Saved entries
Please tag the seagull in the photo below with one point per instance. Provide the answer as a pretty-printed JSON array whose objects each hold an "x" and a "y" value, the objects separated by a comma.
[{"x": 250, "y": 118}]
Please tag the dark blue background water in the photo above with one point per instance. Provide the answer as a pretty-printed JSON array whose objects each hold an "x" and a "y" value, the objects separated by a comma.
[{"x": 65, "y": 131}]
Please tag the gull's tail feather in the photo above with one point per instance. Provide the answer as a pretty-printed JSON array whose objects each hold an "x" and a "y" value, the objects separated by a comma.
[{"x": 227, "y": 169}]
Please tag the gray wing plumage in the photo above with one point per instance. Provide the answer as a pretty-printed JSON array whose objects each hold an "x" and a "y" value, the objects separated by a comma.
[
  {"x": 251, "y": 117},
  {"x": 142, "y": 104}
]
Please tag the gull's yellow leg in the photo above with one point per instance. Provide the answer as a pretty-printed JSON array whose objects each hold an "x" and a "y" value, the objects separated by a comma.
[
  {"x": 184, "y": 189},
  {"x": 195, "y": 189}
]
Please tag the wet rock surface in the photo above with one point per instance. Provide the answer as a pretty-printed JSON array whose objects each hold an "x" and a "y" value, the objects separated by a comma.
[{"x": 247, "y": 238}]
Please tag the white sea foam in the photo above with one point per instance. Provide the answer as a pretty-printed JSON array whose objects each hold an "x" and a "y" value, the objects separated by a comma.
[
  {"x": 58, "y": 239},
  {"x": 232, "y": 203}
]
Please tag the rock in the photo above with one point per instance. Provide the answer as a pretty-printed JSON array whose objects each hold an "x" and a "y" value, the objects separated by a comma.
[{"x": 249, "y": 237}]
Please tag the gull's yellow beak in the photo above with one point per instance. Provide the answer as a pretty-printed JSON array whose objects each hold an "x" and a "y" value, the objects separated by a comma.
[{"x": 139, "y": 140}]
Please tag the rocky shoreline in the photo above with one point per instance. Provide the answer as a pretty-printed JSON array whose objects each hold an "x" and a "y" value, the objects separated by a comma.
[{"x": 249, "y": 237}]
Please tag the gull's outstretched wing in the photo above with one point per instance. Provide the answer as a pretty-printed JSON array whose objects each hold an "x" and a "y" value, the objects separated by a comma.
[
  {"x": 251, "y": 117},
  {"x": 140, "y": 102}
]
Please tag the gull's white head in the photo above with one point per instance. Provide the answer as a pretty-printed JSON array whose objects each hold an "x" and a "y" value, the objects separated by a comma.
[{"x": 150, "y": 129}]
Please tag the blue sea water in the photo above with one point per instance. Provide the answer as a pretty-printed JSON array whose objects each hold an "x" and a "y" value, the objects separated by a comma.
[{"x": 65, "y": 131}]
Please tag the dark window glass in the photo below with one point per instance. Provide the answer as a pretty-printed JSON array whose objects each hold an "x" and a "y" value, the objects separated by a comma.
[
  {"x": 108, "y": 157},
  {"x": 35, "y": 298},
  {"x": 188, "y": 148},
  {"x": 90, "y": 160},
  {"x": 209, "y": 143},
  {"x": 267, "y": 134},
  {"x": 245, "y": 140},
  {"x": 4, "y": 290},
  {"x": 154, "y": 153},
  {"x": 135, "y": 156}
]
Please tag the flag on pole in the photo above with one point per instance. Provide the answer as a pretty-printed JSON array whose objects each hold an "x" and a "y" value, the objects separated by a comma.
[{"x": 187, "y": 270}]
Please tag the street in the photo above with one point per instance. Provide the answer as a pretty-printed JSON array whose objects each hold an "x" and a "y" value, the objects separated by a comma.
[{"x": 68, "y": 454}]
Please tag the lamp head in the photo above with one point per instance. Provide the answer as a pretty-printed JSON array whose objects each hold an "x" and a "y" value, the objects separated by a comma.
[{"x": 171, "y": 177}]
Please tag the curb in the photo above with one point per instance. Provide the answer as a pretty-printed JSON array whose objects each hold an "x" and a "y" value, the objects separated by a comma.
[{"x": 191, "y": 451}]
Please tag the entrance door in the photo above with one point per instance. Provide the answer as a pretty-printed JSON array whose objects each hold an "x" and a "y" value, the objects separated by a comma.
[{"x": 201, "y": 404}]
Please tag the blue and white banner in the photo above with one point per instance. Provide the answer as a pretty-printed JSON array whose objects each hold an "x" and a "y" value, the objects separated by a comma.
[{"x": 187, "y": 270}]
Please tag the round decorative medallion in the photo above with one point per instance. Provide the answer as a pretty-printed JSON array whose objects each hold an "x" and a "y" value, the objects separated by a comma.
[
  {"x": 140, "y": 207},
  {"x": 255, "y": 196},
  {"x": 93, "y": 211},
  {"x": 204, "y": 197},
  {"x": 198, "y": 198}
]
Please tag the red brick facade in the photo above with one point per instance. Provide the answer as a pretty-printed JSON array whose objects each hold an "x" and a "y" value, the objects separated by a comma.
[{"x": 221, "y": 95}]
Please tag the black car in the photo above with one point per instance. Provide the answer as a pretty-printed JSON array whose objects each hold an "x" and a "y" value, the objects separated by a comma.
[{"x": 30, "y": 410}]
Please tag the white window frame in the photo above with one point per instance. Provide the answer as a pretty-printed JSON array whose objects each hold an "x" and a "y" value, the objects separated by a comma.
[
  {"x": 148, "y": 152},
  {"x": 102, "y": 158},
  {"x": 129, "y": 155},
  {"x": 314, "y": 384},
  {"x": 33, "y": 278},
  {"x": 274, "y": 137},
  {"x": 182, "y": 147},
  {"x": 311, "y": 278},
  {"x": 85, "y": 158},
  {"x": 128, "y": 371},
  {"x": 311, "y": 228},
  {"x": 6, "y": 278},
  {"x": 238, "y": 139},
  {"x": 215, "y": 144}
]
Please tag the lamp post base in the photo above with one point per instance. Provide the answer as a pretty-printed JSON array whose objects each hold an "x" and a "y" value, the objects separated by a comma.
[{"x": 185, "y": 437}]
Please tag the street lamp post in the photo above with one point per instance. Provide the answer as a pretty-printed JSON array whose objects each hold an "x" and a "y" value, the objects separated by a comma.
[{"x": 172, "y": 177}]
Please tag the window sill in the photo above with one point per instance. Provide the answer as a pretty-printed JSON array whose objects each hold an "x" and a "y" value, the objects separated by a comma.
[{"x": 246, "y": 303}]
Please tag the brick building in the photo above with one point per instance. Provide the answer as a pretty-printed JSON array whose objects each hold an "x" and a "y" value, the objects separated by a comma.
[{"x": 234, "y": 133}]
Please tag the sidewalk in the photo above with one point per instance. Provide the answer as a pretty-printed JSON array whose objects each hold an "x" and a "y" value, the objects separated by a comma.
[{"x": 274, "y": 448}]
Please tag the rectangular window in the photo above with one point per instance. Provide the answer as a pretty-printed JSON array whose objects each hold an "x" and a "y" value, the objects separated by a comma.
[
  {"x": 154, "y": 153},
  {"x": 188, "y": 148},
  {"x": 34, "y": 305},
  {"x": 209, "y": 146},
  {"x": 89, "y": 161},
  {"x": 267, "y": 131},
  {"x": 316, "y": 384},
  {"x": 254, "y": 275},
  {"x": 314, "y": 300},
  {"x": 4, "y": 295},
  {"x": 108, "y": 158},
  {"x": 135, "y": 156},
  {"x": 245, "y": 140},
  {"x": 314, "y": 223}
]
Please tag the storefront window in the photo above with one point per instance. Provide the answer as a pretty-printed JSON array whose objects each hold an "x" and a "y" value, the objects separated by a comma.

■ About this exercise ■
Each of the lines above must appear again, unchanged.

■ Task answer ■
Please tag the seagull in the photo below with one point per instance. Provide the answer as a pretty-printed JSON array whose objects each hold an "x" and a "y" value, the objects separated by a comma.
[{"x": 250, "y": 118}]
Please tag the dark blue background water in the photo above with one point per instance. Provide the answer as a pretty-printed JSON array whose objects each hold an "x" and a "y" value, the objects separated by a comma.
[{"x": 65, "y": 131}]
Please tag the gull's tail feather in the photo above with one point per instance. Provide the answer as a pretty-printed JSON array whose objects each hold an "x" and a "y" value, the objects separated by a comma.
[{"x": 227, "y": 169}]
Please tag the gray wing plumage in the photo above with one point per instance. Provide the answer as a pretty-printed JSON array whose objects each hold an "x" and a "y" value, the objects separated by a comma.
[
  {"x": 251, "y": 117},
  {"x": 142, "y": 104}
]
Please tag the gull's yellow leg in the photo above with one point per instance. Provide the answer as a pretty-printed JSON array whose objects each hold an "x" and a "y" value, the objects separated by a comma.
[
  {"x": 184, "y": 189},
  {"x": 195, "y": 189}
]
Please tag the wet rock surface in the photo above with one point per instance. Provide the answer as a pretty-printed JSON array whose objects each hold an "x" and a "y" value, the objects separated by a comma.
[{"x": 247, "y": 238}]
Please tag the white sea foam in the photo above with one point per instance. Provide the answer as a pretty-printed JSON array whose objects each hold an "x" and a "y" value, the objects separated by a comma.
[
  {"x": 58, "y": 239},
  {"x": 232, "y": 203}
]
Please tag the rock in the photo above with one point per instance. Provide the answer as a pretty-printed JSON array whose objects each hold an "x" and a "y" value, the objects separated by a comma.
[{"x": 249, "y": 237}]
Please tag the gull's yellow beak in the photo above with one point per instance. Provide the answer as a pretty-printed JSON array whose objects each hold an "x" and a "y" value, the objects separated by a comma.
[{"x": 139, "y": 140}]
Please tag the rocky shoreline in the photo above with one point per instance. Provide the answer as a pretty-printed JSON array whose objects each hold an "x" and a "y" value, the objects separated by a comma.
[{"x": 249, "y": 237}]
Please tag the gull's outstretched wing in the photo above with one point per instance. Provide the answer as a pretty-printed JSON array whose objects each hold an "x" and a "y" value, the objects separated by a comma.
[
  {"x": 251, "y": 117},
  {"x": 140, "y": 102}
]
Please tag the gull's white head in the photo above with one point per instance. Provide the answer as a pretty-printed JSON array whose objects each hold an "x" and a "y" value, the objects separated by a comma.
[{"x": 150, "y": 129}]
Please tag the blue sea water in the photo above with one point per instance. Provide the answer as a pretty-printed JSON array whose objects each hold an "x" and a "y" value, the objects separated by a comma.
[{"x": 65, "y": 131}]
Please tag the dark window glass in the photo below with one point per instance. Provide the answer as a pretty-printed JSON array whose objects each hold an "x" and a "y" value, the objects separated by a comma.
[
  {"x": 108, "y": 157},
  {"x": 35, "y": 298},
  {"x": 188, "y": 148},
  {"x": 90, "y": 160},
  {"x": 209, "y": 143},
  {"x": 267, "y": 134},
  {"x": 245, "y": 140},
  {"x": 4, "y": 290},
  {"x": 154, "y": 153},
  {"x": 135, "y": 156}
]
Please tag the flag on pole in the photo above with one point per instance. Provide the answer as a pretty-printed JSON array whose objects each hold an "x" and a "y" value, the objects separated by a comma.
[{"x": 187, "y": 270}]
Please tag the street in the photo above with one point per instance. Provide the answer as a pretty-printed JSON array whose objects each hold an "x" and a "y" value, the objects separated by a comma.
[{"x": 68, "y": 454}]
Please tag the lamp head in the photo above with one point per instance. Provide the answer as a pretty-printed JSON array whose objects each hold an "x" and a "y" value, the objects separated by a comma.
[{"x": 171, "y": 177}]
Please tag the curb in the photo above with one point per instance. Provide the answer as a pretty-printed JSON array whose objects each hold an "x" and a "y" value, the objects separated by a comma.
[{"x": 191, "y": 451}]
Please tag the entrance door in the photo above with one point per instance. Provide the answer as a pretty-printed JSON array whose objects each hold an "x" and a "y" value, the objects separated by a comma.
[{"x": 201, "y": 404}]
Please tag the blue and white banner in the photo above with one point per instance. Provide the answer as a pretty-printed JSON array whose objects each hold an "x" and a "y" value, the objects separated by a comma.
[{"x": 187, "y": 270}]
Please tag the round decorative medallion in the photo above with one point per instance. Provide the answer as a pretty-printed JSON array whose objects each hold an "x" and a "y" value, the objects separated by a comma.
[
  {"x": 140, "y": 207},
  {"x": 255, "y": 196},
  {"x": 93, "y": 211},
  {"x": 204, "y": 197},
  {"x": 198, "y": 198}
]
Please tag the red brick facade in the photo above with one point per instance. Provide the answer as a pretty-printed JSON array whose objects each hold an "x" and a "y" value, the objects separated by a comma.
[{"x": 221, "y": 95}]
Please tag the black car in the photo above with one point per instance. Provide the answer as a pretty-printed JSON array whose objects each hold an "x" and a "y" value, the objects separated by a comma.
[{"x": 30, "y": 410}]
Please tag the white window frame in the photo above with one point per instance. Provide the answer as a pretty-printed JSON array whose objects each hold an "x" and a "y" value, the objects separated by a comma.
[
  {"x": 148, "y": 152},
  {"x": 102, "y": 158},
  {"x": 129, "y": 155},
  {"x": 314, "y": 384},
  {"x": 33, "y": 278},
  {"x": 274, "y": 137},
  {"x": 182, "y": 147},
  {"x": 311, "y": 278},
  {"x": 85, "y": 158},
  {"x": 128, "y": 371},
  {"x": 311, "y": 228},
  {"x": 6, "y": 278},
  {"x": 238, "y": 139},
  {"x": 215, "y": 144}
]
Please tag the lamp post base in the photo above with one point per instance. Provide the answer as a pretty-printed JSON array whose objects each hold an "x" and a "y" value, the objects separated by a comma.
[{"x": 185, "y": 437}]
Please tag the street lamp post in the photo above with one point per instance. Provide the answer as a pretty-printed JSON array whose objects each hold an "x" and a "y" value, the objects separated by a comma.
[{"x": 172, "y": 177}]
Please tag the window sill in the photo above with one point per instance. Provide the answer as a pretty-printed JSON array whose objects each hold an "x" and a "y" value, the objects separated by a comma.
[{"x": 246, "y": 303}]
Please tag the brick building in the photo above with one point per instance. Provide the answer as a pretty-printed JSON array whose objects each hold an "x" and a "y" value, the objects separated by a comma.
[{"x": 234, "y": 133}]
Please tag the sidewalk in the photo above with one point per instance. Provide the answer as a pretty-printed JSON array whose objects each hold an "x" and a "y" value, the objects separated by a comma.
[{"x": 274, "y": 448}]
Please tag the rectangular window in the photo above with one point per instance. Provide the answer as a pretty-printed JSON array whose objects each hold an "x" and a "y" value, the objects separated by a comma.
[
  {"x": 154, "y": 153},
  {"x": 188, "y": 148},
  {"x": 34, "y": 305},
  {"x": 209, "y": 146},
  {"x": 89, "y": 161},
  {"x": 267, "y": 131},
  {"x": 316, "y": 384},
  {"x": 254, "y": 275},
  {"x": 314, "y": 300},
  {"x": 4, "y": 295},
  {"x": 108, "y": 158},
  {"x": 135, "y": 156},
  {"x": 245, "y": 140},
  {"x": 314, "y": 223}
]
Please tag the storefront window in the photo above with one point per instance. Provide the answer as a pretty-printed JSON array whose objects each hold an "x" and a "y" value, the objects separated by a comma.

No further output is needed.